# [Exercise directions]
Please gather every line in the items below that contains the word "stick", treating uppercase and lowercase letters as different.

* * *

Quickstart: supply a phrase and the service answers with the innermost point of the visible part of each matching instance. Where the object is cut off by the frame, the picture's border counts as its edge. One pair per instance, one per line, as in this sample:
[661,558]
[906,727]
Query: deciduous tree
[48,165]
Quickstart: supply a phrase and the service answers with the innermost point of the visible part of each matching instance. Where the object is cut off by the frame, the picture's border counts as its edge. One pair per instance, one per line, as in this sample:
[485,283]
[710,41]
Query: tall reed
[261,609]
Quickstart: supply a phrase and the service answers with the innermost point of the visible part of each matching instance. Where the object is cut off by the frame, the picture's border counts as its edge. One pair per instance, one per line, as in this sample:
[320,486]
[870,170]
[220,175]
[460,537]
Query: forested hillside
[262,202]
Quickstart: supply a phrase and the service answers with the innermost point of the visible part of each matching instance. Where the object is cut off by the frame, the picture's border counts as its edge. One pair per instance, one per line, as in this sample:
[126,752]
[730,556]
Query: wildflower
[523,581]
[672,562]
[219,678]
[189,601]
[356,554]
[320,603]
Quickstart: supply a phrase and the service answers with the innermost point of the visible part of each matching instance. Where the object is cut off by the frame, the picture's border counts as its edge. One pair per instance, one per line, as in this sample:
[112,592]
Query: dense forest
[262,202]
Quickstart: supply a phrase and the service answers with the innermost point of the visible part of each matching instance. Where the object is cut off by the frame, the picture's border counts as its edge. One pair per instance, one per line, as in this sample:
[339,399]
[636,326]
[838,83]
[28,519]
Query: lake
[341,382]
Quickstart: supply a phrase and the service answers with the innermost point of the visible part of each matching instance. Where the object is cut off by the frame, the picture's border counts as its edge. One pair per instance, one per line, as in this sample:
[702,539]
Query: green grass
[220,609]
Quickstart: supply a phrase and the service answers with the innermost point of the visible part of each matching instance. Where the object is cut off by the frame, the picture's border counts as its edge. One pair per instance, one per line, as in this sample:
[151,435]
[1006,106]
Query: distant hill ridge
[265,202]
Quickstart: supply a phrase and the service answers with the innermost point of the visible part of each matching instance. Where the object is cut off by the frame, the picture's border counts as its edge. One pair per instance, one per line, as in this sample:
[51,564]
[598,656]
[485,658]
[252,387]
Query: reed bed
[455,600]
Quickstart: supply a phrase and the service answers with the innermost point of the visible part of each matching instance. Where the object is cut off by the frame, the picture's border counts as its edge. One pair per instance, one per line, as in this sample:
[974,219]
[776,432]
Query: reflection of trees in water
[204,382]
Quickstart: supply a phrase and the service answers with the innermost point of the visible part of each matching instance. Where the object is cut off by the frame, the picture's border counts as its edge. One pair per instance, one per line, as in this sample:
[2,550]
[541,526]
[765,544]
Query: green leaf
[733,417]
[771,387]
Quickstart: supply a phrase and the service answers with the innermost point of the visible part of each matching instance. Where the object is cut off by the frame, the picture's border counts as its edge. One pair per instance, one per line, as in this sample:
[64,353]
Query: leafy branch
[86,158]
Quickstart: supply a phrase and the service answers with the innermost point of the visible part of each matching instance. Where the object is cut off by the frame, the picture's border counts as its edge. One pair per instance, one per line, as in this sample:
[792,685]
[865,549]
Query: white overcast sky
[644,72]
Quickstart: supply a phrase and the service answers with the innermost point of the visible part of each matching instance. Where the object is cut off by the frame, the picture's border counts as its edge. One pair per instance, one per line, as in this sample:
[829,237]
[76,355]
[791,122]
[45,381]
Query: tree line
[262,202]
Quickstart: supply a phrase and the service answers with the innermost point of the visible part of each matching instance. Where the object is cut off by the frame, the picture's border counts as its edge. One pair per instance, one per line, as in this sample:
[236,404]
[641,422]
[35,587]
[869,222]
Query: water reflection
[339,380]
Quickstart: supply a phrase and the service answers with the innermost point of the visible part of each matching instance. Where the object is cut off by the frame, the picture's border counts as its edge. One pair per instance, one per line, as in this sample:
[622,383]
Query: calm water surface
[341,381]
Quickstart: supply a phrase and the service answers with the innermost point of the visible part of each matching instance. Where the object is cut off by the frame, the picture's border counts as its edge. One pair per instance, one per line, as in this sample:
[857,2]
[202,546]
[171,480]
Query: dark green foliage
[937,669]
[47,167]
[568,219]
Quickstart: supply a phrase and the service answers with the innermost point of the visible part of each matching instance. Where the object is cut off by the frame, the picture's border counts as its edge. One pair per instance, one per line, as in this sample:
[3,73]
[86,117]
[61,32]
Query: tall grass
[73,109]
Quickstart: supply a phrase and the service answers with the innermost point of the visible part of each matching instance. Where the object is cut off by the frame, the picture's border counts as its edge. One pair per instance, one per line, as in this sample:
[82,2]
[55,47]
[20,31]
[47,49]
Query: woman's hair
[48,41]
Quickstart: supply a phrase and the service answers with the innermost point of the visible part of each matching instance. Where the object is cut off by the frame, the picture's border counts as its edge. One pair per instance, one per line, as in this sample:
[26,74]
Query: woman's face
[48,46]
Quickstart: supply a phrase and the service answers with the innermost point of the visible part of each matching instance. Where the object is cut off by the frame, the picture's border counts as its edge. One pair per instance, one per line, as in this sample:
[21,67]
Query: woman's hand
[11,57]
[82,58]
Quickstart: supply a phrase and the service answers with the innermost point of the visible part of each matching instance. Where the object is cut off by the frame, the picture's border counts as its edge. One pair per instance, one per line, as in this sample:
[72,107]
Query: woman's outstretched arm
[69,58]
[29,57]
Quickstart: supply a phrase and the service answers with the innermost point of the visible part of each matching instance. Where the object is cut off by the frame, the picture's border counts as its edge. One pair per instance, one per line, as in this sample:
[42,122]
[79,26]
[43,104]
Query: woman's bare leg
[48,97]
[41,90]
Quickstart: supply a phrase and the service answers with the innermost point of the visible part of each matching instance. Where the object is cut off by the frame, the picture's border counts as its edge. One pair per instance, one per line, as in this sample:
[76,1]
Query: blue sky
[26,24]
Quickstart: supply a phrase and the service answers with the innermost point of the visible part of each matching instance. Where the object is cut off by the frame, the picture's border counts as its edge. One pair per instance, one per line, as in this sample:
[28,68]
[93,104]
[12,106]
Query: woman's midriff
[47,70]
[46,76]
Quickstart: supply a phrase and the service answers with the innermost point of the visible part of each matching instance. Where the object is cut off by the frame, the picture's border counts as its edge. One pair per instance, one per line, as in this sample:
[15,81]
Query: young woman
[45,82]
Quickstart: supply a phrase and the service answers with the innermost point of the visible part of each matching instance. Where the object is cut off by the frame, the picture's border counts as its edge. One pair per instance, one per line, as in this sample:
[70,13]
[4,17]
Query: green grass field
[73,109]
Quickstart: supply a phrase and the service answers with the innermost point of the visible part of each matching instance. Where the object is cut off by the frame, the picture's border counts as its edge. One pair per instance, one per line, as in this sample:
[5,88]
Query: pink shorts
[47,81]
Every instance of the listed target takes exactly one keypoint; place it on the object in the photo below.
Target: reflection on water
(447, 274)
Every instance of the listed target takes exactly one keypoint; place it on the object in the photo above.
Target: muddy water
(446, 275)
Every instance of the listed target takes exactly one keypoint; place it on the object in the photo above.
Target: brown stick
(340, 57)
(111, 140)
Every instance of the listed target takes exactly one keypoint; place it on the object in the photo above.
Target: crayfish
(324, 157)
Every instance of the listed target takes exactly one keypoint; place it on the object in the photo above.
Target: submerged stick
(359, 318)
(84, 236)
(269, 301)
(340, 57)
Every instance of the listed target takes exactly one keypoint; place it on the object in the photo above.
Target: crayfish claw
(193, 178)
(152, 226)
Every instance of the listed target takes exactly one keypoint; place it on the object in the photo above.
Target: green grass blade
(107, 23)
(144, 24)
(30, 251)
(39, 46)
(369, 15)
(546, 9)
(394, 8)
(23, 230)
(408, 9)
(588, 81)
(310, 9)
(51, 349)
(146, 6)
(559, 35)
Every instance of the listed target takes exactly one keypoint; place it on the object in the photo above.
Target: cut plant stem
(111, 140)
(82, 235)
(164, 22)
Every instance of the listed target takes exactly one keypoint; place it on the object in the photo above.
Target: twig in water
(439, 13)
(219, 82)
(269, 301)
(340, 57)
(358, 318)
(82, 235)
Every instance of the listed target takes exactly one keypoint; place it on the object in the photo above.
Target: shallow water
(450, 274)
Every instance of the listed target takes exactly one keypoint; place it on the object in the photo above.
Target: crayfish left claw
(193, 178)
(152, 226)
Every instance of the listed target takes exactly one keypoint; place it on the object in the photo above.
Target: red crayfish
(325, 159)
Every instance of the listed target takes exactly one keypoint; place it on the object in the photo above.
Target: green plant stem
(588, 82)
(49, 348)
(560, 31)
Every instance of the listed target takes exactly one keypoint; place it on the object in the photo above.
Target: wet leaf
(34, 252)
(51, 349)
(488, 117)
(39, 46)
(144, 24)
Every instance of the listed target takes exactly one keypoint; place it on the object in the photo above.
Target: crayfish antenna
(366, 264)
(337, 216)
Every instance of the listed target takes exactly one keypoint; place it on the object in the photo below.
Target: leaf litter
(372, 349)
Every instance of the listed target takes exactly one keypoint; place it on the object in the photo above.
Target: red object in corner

* * *

# [Answer to the task]
Target: brown stick
Target: submerged stick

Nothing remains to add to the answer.